[Start of Text section]

The trap is waiting until month-end (or tax time) to look at your numbers. Picture this: your pub had a huge weekend, Toast shows strong sales, and you feel confident. Then Monday hits—payroll, beer delivery, and a service invoice all land within 48 hours. Because you never tracked cash-out timing against cash-in, you discover you don’t have enough cash until the next deposit cycle. Now you’re stuck either delaying supplier payments, under-staffing the floor, or using high-cost credit to bridge the gap. That “surprise” cash crunch usually wasn’t a surprise at all—it was missing weekly records.

📊 The Core KPI

Current Cash Runway: Weeks you can keep operating using current cash reserves: Cash runway (weeks) = Current cash on hand ÷ Average weekly cash burn. Average weekly cash burn = (Total cash out last 4 weeks ÷ 4). Aim to stay above 6 weeks for typical pub/restaurant cash timing (more if you’re carrying slow-moving inventory or have seasonal swings).

[End of Text section]
[Start of Supplied information]

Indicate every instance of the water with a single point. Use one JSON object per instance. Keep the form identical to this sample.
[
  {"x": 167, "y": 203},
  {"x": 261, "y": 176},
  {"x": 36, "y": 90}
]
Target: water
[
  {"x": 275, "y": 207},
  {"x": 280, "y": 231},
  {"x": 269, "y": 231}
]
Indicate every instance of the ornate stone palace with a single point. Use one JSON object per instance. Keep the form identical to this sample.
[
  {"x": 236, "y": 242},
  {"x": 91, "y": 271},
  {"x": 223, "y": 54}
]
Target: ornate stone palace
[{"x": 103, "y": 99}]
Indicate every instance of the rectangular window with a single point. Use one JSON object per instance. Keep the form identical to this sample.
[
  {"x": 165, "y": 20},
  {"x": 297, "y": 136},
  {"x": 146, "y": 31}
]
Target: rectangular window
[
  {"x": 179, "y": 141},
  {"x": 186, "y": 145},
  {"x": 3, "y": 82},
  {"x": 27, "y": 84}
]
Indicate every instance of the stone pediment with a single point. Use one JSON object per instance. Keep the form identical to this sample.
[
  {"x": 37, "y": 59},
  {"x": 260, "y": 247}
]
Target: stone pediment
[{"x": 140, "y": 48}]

[End of Supplied information]

* Aim of the exercise *
Reproduce word for word the stretch of the pub cash-flow text above from "The trap is" through "missing weekly records.".

* Output below *
The trap is waiting until month-end (or tax time) to look at your numbers. Picture this: your pub had a huge weekend, Toast shows strong sales, and you feel confident. Then Monday hits—payroll, beer delivery, and a service invoice all land within 48 hours. Because you never tracked cash-out timing against cash-in, you discover you don’t have enough cash until the next deposit cycle. Now you’re stuck either delaying supplier payments, under-staffing the floor, or using high-cost credit to bridge the gap. That “surprise” cash crunch usually wasn’t a surprise at all—it was missing weekly records.